▶ **Set problem**
Transcribe every one of the entries below verbatim, leaving out the pictures.

▶ **Records supplied**
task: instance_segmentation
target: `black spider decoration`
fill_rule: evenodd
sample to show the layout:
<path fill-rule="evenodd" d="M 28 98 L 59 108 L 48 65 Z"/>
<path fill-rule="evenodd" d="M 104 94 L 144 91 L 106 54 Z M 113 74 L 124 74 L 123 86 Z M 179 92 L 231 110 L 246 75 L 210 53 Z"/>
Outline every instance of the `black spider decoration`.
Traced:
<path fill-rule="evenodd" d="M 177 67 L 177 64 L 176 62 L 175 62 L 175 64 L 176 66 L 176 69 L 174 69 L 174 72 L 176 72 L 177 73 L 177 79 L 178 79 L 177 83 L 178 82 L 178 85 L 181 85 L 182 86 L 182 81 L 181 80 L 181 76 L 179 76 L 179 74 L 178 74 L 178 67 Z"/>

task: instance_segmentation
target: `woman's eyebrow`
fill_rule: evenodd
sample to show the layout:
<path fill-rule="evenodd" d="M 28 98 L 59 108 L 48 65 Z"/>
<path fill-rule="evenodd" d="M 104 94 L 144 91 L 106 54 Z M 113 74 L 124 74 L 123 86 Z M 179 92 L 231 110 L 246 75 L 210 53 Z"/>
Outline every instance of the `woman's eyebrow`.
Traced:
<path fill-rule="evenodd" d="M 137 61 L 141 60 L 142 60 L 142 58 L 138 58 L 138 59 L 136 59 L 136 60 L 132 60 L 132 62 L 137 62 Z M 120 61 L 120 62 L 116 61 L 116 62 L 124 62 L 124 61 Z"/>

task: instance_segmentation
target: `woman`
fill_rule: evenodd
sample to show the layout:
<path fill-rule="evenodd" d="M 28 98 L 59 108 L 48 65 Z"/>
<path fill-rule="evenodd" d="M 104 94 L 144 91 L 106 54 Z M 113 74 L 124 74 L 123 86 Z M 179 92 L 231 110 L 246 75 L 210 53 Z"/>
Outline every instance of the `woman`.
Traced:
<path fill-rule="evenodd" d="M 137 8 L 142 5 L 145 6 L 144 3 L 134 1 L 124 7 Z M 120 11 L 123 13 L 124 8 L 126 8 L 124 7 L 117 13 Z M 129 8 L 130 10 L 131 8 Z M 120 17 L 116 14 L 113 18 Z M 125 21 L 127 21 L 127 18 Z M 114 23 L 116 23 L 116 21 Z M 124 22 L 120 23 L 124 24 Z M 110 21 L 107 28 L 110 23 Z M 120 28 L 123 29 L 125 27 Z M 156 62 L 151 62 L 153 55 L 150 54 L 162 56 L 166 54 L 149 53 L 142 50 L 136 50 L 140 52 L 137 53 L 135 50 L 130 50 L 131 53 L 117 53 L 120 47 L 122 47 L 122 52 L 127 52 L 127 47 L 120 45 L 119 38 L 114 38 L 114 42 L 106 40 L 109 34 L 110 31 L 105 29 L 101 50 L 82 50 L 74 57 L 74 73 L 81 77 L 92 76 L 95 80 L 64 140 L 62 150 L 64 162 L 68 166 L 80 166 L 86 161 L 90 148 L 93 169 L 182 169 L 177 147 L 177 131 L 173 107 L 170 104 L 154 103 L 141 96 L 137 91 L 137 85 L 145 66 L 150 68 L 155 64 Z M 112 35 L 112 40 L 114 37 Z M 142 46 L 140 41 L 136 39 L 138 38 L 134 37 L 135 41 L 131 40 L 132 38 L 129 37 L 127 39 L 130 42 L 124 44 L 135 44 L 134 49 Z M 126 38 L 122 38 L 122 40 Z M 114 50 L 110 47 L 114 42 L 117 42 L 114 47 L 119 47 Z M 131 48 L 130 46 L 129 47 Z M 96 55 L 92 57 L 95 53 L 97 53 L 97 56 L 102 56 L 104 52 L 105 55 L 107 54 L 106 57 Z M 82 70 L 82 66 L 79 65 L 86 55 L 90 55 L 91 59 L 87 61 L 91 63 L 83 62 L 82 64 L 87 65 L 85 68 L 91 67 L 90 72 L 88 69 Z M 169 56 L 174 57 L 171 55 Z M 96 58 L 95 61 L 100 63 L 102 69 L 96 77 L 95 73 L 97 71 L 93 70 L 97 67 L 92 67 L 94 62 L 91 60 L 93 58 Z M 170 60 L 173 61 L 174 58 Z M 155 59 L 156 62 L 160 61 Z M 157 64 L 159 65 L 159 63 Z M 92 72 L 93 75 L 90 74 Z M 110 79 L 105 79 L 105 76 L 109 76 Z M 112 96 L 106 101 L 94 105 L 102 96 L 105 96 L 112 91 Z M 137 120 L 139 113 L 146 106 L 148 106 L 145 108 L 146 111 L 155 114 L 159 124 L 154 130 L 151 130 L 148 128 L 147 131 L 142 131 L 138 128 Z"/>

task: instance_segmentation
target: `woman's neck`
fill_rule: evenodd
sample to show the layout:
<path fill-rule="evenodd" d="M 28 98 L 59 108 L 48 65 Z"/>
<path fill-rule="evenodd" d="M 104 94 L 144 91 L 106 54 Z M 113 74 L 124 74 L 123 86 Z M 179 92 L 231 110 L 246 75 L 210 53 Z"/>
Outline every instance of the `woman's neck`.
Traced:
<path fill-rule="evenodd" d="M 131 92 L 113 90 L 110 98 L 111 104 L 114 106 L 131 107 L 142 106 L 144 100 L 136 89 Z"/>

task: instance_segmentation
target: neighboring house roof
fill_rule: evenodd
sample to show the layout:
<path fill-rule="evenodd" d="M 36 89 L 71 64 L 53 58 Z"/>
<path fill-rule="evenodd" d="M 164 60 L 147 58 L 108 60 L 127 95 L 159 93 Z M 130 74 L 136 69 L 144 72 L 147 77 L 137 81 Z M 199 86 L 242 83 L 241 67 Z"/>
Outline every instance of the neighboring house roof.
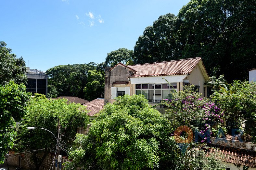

▶ **Full output**
task: instance_segmentation
target: `black spider decoration`
fill_rule: evenodd
sample to show the layout:
<path fill-rule="evenodd" d="M 28 98 L 59 108 L 48 65 Z"/>
<path fill-rule="evenodd" d="M 104 94 L 144 91 L 106 54 Z M 113 74 L 124 74 L 123 86 Z M 179 92 L 231 110 L 246 75 L 210 53 Z"/>
Outline every instance of the `black spider decoration`.
Traced:
<path fill-rule="evenodd" d="M 177 67 L 177 64 L 176 62 L 175 62 L 175 64 L 176 66 L 176 69 L 174 69 L 174 72 L 176 72 L 177 73 L 177 79 L 178 79 L 177 83 L 178 82 L 178 85 L 181 85 L 182 86 L 182 81 L 181 80 L 181 76 L 179 76 L 179 74 L 178 74 L 178 67 Z"/>

task: instance_segmentation
target: `woman's eyebrow`
fill_rule: evenodd
sample to show the layout:
<path fill-rule="evenodd" d="M 28 98 L 59 108 L 48 65 Z"/>
<path fill-rule="evenodd" d="M 104 94 L 144 91 L 106 54 Z M 113 74 L 124 74 L 123 86 Z M 179 92 L 231 110 L 246 75 L 210 53 Z"/>
Outline every instance of the `woman's eyebrow`.
Traced:
<path fill-rule="evenodd" d="M 137 61 L 141 60 L 142 60 L 142 58 L 138 58 L 138 59 L 136 59 L 136 60 L 132 60 L 132 62 L 137 62 Z M 120 61 L 120 62 L 116 61 L 116 62 L 124 62 L 124 61 Z"/>

task: instance_segmentation
target: `woman`
fill_rule: evenodd
sample to show the layout:
<path fill-rule="evenodd" d="M 28 98 L 59 108 L 48 65 Z"/>
<path fill-rule="evenodd" d="M 104 94 L 144 91 L 106 54 Z M 113 74 L 124 74 L 123 86 Z M 179 92 L 231 110 L 246 75 L 210 53 Z"/>
Outline every instance of the `woman`.
Traced:
<path fill-rule="evenodd" d="M 137 8 L 142 5 L 145 6 L 144 3 L 134 1 L 124 7 Z M 120 11 L 123 13 L 124 8 L 126 8 L 124 7 L 117 13 Z M 129 8 L 130 10 L 131 8 Z M 120 17 L 116 14 L 113 18 Z M 125 21 L 127 21 L 127 18 Z M 114 23 L 116 23 L 116 21 Z M 124 22 L 120 23 L 124 24 Z M 110 21 L 107 28 L 110 23 Z M 120 28 L 123 29 L 125 27 Z M 156 62 L 151 62 L 153 55 L 150 54 L 162 56 L 166 54 L 149 53 L 142 50 L 136 50 L 140 52 L 137 53 L 135 50 L 130 50 L 131 53 L 117 53 L 120 47 L 122 47 L 122 52 L 127 52 L 127 47 L 120 45 L 119 38 L 114 38 L 114 42 L 106 40 L 109 34 L 110 31 L 105 29 L 101 50 L 82 50 L 74 57 L 74 73 L 81 77 L 92 76 L 95 80 L 64 140 L 62 150 L 64 162 L 68 166 L 80 166 L 86 161 L 90 148 L 93 169 L 182 169 L 177 147 L 177 131 L 173 107 L 170 104 L 154 103 L 141 96 L 137 91 L 137 85 L 145 66 L 150 68 L 155 64 Z M 112 35 L 112 40 L 114 37 Z M 142 46 L 140 41 L 136 39 L 138 38 L 134 37 L 135 41 L 131 40 L 132 38 L 129 37 L 127 39 L 130 42 L 124 44 L 135 44 L 134 49 Z M 126 38 L 122 38 L 122 40 Z M 114 50 L 110 47 L 114 42 L 117 42 L 114 47 L 119 47 Z M 131 48 L 130 46 L 129 47 Z M 96 55 L 92 57 L 95 53 L 97 53 L 97 56 L 102 56 L 104 52 L 105 55 L 107 54 L 106 57 Z M 82 70 L 82 66 L 79 65 L 86 55 L 90 55 L 91 59 L 87 61 L 91 63 L 83 62 L 82 64 L 87 65 L 85 68 L 91 67 L 90 72 L 88 69 Z M 169 56 L 174 57 L 171 55 Z M 96 58 L 95 61 L 100 63 L 102 69 L 96 77 L 95 73 L 97 71 L 93 70 L 97 67 L 92 67 L 94 62 L 91 60 L 93 58 Z M 170 60 L 173 61 L 174 58 Z M 155 59 L 156 62 L 160 61 Z M 157 64 L 159 65 L 159 63 Z M 92 72 L 93 75 L 90 74 Z M 110 79 L 105 79 L 105 76 L 109 76 Z M 112 96 L 106 101 L 94 105 L 102 96 L 105 96 L 112 91 Z M 137 120 L 139 113 L 146 106 L 148 106 L 145 108 L 146 111 L 155 114 L 159 124 L 154 130 L 151 130 L 148 128 L 147 131 L 142 131 L 138 128 Z"/>

task: instance_segmentation
target: `woman's neck`
fill_rule: evenodd
sample to show the layout:
<path fill-rule="evenodd" d="M 28 98 L 59 108 L 48 65 Z"/>
<path fill-rule="evenodd" d="M 104 94 L 144 91 L 106 54 Z M 113 74 L 124 74 L 123 86 Z M 179 92 L 231 110 L 246 75 L 210 53 Z"/>
Outline every instance of the `woman's neck`.
Traced:
<path fill-rule="evenodd" d="M 131 92 L 113 90 L 110 98 L 111 104 L 114 106 L 131 107 L 142 106 L 144 100 L 136 89 Z"/>

task: instance_segmentation
target: neighboring house roof
fill_rule: evenodd
sample to show the layout:
<path fill-rule="evenodd" d="M 36 89 L 71 64 L 53 58 Z"/>
<path fill-rule="evenodd" d="M 164 60 L 147 58 L 108 60 L 127 95 L 159 93 Z M 130 74 L 136 69 L 144 72 L 147 77 L 137 81 Z M 199 86 L 242 83 L 241 67 Z"/>
Outline every instance of the neighboring house roof.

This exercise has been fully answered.